==== DATA EXTRACT
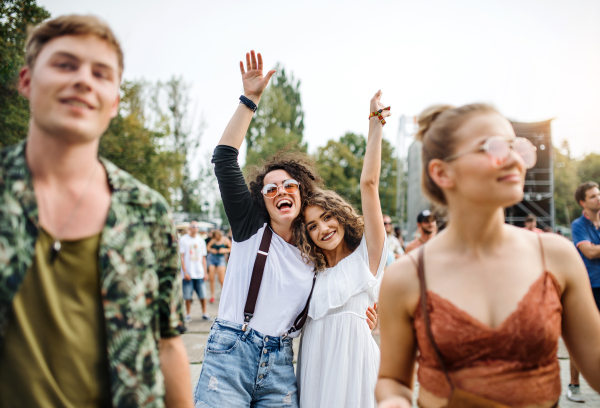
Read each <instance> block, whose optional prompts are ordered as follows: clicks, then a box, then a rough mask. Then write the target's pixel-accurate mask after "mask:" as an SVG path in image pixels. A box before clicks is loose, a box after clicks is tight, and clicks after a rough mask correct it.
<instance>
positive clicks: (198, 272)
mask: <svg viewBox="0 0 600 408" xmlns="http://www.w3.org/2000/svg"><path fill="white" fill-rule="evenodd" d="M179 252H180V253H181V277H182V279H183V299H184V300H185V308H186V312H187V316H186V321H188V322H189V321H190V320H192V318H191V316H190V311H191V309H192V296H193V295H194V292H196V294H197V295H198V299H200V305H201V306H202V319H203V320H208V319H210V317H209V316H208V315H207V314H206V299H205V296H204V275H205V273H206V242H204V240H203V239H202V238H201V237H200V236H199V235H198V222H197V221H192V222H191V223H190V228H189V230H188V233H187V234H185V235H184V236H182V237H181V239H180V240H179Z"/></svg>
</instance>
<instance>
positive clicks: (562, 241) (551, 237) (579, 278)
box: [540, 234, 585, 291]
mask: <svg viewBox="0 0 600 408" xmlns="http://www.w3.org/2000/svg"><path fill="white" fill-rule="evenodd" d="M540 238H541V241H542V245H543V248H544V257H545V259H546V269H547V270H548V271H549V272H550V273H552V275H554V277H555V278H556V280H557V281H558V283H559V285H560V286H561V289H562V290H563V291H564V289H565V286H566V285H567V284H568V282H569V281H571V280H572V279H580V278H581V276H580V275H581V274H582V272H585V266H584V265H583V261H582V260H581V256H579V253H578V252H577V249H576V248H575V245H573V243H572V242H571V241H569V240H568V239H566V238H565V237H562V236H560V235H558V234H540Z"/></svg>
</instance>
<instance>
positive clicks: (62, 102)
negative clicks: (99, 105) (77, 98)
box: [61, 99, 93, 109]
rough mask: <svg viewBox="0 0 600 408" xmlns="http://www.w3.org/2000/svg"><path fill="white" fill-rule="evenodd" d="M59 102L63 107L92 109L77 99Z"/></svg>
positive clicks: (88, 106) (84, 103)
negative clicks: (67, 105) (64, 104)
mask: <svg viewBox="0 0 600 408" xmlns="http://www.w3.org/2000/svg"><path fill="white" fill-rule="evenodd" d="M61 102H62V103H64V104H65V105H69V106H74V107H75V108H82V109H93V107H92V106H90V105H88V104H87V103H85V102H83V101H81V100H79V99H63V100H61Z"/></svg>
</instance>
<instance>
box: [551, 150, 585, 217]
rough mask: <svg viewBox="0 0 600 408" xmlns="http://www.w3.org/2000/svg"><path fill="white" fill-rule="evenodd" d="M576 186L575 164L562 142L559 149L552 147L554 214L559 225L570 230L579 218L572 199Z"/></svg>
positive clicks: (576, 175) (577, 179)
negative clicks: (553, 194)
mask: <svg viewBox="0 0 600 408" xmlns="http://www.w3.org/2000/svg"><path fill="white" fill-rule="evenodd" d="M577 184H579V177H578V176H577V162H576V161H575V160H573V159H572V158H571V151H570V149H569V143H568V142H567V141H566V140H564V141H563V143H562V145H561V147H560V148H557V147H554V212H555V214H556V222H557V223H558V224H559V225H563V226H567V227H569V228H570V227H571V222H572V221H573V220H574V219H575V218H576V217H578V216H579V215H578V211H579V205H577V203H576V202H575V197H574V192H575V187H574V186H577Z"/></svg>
========
# DIRECTIVE:
The lines to reproduce run from the one that contains "102L63 107L92 109L77" through the last line above; copy them exactly.

# EXPECTED ANSWER:
rough mask: <svg viewBox="0 0 600 408" xmlns="http://www.w3.org/2000/svg"><path fill="white" fill-rule="evenodd" d="M59 102L63 107L92 109L77 99Z"/></svg>
positive clicks: (88, 106) (84, 103)
negative clicks: (67, 105) (64, 104)
mask: <svg viewBox="0 0 600 408" xmlns="http://www.w3.org/2000/svg"><path fill="white" fill-rule="evenodd" d="M61 102H62V103H64V104H65V105H69V106H74V107H75V108H82V109H93V107H92V106H90V105H88V104H87V103H85V102H83V101H81V100H79V99H63V100H61Z"/></svg>
</instance>
<instance>
box: [551, 150, 585, 217]
rough mask: <svg viewBox="0 0 600 408" xmlns="http://www.w3.org/2000/svg"><path fill="white" fill-rule="evenodd" d="M576 186L575 164L562 142L559 149L552 147L554 214L559 225L570 230L579 218L572 199Z"/></svg>
positive clicks: (576, 175) (577, 179)
negative clicks: (553, 194)
mask: <svg viewBox="0 0 600 408" xmlns="http://www.w3.org/2000/svg"><path fill="white" fill-rule="evenodd" d="M577 184H579V177H578V176H577V162H576V161H575V160H573V159H572V158H571V151H570V149H569V143H568V142H567V141H566V140H564V141H563V143H562V145H561V147H560V148H557V147H554V212H555V214H556V222H557V223H558V224H559V225H563V226H567V227H569V228H570V227H571V222H572V221H573V220H574V219H575V218H576V217H578V216H579V215H578V211H579V205H577V203H576V202H575V197H574V192H575V187H574V186H577Z"/></svg>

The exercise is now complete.